Given problem A: Return the stretch of the comment thread from "So glad you" through "whole wheat flour?", copied word for word.
Given problem B: In the comment thread, what share of the white bread flour does Jenny ask about replacing with whole wheat flour?
Given problem C: Name every person who posted a comment in the comment thread.

Reading text:
------------

Bob Rasmussen February 7, 2014 at 12:34 pm

This sounds great. Would it work as a base for a pannetone, or a similar dessert bread?



Greg Patent February 7, 2014 at 1:42 pm

Yes, Bob, it would. You could use half the dough for a babka, half for a panettone, and you can even make fabulous doughnuts with it. Or even bake balls of dough in muffin cups for a sensational dinner roll. Really no end to the possibilities.


marcellina February 10, 2014 at 5:26 am

Wow, Greg, this looks amazing! I have tried making brioche but I wasn’t totally happy with the result. This is worth a try considering the no-knead method. Thanks for sharing!


Greg Patent February 10, 2014 at 10:23 am

You’ll be happy with this method, Marcellina. It works!


Christy February 19, 2014 at 5:38 pm

I have just finished making this, and oh my, does it have a tender crumb. Quite lovely.


Greg Patent February 19, 2014 at 5:42 pm

So glad you liked it, Christy. That recipe’s a real keeper!


Jenny August 11, 2015 at 7:15 pm

What is i want to replace 50% of the white bread flour by whole wheat flour?


Greg Patent August 11, 2015 at 10:49 pm

I’ve not tried whole wheat flour myself, but I see no reason why 50% won’t work. So try it and let me know your result.

------------

Saved entries:
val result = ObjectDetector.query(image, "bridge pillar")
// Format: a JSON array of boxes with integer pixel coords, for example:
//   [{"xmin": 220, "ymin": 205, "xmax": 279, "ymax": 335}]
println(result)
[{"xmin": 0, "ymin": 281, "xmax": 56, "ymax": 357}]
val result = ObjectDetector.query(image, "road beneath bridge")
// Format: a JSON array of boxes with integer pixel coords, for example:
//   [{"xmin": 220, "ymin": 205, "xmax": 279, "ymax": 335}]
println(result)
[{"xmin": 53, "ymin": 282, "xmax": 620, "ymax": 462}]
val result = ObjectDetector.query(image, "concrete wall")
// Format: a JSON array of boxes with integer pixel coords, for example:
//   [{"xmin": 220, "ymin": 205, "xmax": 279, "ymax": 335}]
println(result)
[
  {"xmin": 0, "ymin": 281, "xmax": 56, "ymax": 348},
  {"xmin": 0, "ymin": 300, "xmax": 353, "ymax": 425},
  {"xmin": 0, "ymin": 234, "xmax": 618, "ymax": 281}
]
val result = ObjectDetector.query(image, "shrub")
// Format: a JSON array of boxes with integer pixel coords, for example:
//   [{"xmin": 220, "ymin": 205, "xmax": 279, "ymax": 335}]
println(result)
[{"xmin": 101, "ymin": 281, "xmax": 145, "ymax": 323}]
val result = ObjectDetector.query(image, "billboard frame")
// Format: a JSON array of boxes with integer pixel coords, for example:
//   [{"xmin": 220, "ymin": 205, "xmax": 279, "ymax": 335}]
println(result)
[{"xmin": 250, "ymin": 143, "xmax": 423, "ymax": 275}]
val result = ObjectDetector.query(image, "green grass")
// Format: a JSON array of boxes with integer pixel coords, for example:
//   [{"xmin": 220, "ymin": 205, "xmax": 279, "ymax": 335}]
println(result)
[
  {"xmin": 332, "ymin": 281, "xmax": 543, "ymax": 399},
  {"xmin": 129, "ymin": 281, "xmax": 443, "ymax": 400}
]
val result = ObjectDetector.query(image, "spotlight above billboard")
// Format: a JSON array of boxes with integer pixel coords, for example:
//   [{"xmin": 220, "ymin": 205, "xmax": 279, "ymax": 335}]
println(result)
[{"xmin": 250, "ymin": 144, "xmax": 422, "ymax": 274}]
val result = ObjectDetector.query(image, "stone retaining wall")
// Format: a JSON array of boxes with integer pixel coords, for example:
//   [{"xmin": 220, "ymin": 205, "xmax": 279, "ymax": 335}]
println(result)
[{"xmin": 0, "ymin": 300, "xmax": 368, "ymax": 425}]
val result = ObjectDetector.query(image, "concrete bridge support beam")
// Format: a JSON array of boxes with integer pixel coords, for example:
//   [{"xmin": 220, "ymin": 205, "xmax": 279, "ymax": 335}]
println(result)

------------

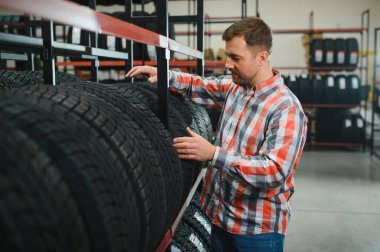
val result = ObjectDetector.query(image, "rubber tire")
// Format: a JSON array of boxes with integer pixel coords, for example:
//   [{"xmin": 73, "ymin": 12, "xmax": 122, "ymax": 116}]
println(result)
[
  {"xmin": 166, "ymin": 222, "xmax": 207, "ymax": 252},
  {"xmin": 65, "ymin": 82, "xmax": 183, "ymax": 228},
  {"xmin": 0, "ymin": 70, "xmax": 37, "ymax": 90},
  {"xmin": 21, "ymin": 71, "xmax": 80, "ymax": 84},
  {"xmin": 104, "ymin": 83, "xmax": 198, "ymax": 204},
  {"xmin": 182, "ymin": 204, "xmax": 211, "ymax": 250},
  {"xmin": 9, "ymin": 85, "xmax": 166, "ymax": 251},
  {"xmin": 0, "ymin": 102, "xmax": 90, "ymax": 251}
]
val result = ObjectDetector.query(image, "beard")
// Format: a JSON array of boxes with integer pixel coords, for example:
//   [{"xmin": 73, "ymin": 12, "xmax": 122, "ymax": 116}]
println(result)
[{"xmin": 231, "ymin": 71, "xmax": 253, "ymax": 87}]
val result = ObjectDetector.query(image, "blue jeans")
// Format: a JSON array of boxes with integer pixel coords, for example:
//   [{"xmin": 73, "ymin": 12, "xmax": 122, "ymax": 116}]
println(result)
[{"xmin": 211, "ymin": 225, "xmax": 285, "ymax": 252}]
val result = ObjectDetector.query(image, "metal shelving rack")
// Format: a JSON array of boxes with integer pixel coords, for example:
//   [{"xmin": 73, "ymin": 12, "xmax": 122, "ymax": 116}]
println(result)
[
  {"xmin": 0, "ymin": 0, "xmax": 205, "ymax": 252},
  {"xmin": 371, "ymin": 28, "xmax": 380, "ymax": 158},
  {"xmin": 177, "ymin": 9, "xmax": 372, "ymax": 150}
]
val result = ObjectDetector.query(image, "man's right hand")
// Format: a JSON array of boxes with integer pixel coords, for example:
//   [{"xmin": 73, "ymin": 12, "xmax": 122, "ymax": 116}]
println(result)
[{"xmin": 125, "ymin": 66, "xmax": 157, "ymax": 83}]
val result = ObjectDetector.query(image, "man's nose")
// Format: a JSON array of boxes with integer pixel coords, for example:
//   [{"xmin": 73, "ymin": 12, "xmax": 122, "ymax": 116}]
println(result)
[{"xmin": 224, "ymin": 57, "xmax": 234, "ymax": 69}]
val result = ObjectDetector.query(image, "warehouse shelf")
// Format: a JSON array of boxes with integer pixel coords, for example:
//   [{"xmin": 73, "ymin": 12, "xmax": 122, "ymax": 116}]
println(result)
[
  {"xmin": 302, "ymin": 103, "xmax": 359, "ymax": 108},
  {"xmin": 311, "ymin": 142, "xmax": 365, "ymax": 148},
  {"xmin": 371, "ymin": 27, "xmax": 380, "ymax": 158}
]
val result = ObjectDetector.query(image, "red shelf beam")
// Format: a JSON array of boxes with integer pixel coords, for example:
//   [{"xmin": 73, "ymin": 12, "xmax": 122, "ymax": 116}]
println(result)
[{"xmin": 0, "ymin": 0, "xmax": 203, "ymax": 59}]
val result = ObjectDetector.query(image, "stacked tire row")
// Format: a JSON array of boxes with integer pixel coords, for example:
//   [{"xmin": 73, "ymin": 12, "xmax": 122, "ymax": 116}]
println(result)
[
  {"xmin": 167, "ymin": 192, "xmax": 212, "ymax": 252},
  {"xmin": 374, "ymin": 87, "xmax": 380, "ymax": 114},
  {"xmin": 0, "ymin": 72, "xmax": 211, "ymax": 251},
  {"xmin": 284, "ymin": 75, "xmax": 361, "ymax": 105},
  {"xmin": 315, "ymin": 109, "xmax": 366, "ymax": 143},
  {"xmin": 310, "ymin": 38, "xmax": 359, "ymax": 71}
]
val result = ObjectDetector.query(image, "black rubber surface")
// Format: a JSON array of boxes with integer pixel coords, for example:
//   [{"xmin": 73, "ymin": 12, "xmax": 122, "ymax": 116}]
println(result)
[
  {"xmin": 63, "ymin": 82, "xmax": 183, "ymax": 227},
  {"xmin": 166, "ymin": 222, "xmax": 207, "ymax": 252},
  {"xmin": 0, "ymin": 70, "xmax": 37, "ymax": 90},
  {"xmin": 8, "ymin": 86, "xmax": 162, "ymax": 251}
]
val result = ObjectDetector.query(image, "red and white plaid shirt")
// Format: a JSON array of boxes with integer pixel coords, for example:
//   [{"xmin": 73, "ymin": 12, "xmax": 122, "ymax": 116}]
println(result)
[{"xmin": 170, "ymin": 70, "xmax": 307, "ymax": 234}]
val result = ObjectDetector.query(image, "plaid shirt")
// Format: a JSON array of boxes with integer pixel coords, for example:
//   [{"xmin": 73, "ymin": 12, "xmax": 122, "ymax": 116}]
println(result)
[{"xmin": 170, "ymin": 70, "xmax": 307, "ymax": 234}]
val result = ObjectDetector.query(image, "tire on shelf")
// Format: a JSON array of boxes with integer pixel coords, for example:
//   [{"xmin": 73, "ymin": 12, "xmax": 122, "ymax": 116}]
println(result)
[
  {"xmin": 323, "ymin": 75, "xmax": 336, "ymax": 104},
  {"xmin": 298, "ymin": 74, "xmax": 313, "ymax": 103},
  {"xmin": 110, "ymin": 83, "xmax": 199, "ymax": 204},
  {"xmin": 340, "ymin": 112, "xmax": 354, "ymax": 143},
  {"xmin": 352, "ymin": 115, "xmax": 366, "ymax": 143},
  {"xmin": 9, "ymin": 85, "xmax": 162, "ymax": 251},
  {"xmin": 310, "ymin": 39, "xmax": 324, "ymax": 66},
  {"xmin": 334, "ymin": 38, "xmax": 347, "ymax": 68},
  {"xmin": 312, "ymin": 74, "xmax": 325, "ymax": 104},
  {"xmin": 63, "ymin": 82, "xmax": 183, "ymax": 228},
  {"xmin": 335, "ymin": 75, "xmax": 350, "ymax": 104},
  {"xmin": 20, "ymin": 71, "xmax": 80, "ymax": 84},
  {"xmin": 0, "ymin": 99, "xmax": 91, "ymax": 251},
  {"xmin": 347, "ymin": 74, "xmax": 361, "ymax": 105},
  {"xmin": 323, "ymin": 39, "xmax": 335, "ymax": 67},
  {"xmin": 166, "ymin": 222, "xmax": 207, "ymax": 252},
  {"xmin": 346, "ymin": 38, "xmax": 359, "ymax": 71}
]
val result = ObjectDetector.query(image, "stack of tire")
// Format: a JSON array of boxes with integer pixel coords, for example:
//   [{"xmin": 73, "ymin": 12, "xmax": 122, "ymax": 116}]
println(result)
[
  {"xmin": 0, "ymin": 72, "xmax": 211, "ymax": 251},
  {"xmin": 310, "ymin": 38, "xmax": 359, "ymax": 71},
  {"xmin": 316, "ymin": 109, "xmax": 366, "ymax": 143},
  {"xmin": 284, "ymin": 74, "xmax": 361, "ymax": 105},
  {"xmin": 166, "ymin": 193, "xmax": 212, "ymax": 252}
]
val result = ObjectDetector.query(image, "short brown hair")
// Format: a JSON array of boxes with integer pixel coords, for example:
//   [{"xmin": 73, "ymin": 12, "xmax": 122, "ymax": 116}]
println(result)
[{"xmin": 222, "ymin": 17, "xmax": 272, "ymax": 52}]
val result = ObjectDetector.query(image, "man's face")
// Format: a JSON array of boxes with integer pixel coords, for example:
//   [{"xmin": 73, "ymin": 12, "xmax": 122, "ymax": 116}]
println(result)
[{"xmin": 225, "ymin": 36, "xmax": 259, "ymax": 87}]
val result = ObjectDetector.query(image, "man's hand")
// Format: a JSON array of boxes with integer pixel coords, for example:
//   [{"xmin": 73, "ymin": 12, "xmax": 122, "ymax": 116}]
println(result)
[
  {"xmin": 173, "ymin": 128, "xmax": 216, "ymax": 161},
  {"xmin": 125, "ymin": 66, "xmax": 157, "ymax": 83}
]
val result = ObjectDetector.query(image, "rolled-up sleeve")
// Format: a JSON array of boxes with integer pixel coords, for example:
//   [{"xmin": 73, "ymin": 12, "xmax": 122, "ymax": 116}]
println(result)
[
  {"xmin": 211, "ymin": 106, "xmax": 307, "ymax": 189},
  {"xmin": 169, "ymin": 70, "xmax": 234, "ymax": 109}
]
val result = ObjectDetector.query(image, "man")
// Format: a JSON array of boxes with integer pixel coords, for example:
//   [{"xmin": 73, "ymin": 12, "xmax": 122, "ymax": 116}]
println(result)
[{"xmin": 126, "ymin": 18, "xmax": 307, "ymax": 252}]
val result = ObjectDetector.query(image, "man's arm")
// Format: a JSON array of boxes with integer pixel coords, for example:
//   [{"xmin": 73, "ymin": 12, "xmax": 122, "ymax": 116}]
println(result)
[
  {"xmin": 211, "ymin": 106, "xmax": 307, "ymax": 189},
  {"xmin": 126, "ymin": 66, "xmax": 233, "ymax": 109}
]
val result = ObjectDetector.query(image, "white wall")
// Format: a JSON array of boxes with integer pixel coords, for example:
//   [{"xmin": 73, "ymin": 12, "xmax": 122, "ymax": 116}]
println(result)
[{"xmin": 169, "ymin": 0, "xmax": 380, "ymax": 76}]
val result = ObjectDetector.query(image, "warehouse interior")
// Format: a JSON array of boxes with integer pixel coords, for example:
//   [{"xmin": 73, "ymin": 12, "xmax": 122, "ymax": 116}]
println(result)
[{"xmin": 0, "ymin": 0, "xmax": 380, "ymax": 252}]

------------

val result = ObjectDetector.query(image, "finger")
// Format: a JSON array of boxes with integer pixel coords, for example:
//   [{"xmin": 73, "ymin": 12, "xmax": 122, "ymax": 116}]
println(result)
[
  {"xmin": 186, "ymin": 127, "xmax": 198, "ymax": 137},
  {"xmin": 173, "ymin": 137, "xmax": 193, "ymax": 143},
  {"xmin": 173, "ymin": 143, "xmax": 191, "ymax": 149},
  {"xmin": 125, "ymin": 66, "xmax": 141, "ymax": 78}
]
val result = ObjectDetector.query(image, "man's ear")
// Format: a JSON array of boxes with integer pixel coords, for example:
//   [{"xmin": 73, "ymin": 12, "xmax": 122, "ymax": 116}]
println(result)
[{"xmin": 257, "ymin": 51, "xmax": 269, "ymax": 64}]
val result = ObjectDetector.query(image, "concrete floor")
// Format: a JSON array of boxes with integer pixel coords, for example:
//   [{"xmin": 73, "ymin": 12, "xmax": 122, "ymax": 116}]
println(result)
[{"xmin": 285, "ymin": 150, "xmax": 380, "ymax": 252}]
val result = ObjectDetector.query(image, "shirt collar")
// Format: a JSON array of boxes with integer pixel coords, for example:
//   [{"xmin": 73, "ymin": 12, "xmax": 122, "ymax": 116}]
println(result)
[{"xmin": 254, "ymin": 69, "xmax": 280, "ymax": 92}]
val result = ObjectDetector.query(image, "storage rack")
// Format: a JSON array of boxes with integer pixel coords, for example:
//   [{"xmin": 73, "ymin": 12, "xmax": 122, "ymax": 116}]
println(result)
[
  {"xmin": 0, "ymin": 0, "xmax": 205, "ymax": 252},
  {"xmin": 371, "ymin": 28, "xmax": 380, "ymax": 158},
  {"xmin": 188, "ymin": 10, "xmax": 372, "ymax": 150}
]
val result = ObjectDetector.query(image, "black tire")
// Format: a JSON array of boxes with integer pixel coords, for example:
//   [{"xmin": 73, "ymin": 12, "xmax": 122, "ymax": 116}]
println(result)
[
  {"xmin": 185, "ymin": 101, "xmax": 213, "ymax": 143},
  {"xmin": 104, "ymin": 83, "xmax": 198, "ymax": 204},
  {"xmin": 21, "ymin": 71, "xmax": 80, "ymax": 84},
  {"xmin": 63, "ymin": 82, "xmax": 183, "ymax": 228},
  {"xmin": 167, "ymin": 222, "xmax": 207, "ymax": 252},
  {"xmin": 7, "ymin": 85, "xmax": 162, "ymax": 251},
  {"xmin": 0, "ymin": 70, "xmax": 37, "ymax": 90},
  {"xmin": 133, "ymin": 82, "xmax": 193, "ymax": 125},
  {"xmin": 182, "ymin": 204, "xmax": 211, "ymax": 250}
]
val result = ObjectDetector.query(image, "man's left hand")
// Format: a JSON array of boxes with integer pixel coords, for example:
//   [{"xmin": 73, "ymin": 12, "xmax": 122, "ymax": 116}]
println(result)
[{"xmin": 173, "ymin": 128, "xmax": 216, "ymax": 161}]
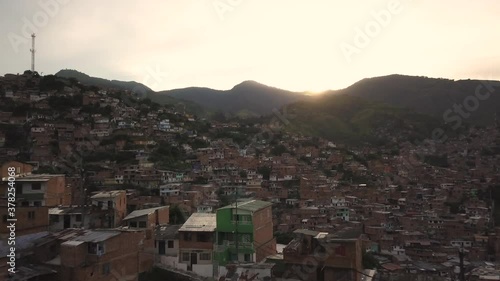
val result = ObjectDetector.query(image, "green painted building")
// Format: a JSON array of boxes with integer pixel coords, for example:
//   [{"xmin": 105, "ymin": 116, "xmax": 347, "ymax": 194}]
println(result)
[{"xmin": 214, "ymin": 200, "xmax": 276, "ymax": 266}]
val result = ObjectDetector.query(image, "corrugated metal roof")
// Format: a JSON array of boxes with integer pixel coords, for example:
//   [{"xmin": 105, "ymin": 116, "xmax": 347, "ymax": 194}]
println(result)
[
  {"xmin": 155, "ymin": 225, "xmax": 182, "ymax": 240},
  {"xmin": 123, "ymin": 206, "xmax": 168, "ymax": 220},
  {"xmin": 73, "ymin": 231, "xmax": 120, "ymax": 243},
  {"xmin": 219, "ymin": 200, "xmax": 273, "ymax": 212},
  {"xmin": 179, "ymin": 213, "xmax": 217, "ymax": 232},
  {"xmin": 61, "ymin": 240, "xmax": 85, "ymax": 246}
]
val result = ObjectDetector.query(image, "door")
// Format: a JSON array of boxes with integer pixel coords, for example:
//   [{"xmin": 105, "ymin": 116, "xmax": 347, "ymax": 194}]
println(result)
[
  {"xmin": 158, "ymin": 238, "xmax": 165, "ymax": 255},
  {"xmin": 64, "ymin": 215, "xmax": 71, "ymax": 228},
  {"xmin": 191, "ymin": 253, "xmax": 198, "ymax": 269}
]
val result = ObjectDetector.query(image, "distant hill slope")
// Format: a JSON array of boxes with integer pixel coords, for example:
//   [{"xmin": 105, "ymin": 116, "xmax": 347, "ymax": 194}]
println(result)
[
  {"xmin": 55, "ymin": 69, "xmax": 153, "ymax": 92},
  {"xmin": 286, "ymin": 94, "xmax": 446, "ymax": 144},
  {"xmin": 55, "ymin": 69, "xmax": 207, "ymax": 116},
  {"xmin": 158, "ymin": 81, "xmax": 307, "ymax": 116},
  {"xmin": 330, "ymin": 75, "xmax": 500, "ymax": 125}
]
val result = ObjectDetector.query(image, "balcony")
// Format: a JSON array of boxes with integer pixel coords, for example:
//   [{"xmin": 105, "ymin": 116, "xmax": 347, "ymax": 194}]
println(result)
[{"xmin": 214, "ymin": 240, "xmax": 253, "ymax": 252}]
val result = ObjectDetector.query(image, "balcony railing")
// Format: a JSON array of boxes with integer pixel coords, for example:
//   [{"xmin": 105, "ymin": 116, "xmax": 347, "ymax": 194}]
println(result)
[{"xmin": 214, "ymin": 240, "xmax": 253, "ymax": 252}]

------------

Finished answer A:
So glad you liked it, Christy. That recipe’s a real keeper!


Jenny August 11, 2015 at 7:15 pm

What is i want to replace 50% of the white bread flour by whole wheat flour?

Finished answer B: 50%

Finished answer C: Bob Rasmussen, Greg Patent, marcellina, Christy, Jenny